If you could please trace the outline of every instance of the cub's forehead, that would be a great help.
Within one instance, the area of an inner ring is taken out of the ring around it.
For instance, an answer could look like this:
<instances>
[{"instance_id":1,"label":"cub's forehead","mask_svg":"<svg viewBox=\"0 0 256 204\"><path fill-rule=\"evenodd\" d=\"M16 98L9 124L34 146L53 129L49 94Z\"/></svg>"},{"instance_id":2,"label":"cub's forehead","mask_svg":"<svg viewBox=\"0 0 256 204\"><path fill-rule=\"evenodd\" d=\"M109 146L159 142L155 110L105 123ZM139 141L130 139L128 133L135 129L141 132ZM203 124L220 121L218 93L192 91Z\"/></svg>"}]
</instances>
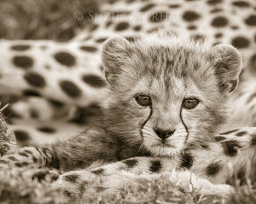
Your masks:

....

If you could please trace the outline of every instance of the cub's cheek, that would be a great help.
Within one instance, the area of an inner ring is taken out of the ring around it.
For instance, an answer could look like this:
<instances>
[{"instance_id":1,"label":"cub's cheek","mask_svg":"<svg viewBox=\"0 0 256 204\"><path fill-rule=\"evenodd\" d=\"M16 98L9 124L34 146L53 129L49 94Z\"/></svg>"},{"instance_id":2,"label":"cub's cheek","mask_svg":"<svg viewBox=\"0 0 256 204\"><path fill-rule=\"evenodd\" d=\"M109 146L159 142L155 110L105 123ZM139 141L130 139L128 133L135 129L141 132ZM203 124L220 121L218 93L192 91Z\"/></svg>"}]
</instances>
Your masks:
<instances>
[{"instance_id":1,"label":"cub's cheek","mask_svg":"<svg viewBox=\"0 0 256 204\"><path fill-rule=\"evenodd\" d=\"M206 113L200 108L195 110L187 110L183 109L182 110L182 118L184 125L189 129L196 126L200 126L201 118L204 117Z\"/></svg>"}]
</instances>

....

Requirements: Return each line in the listing above that contains the word "great".

Final result:
If you could please trace the outline of every instance of the cub's forehead, that would be a great help.
If you could please trace the outline of every instance of the cub's cheek, that would be a great help.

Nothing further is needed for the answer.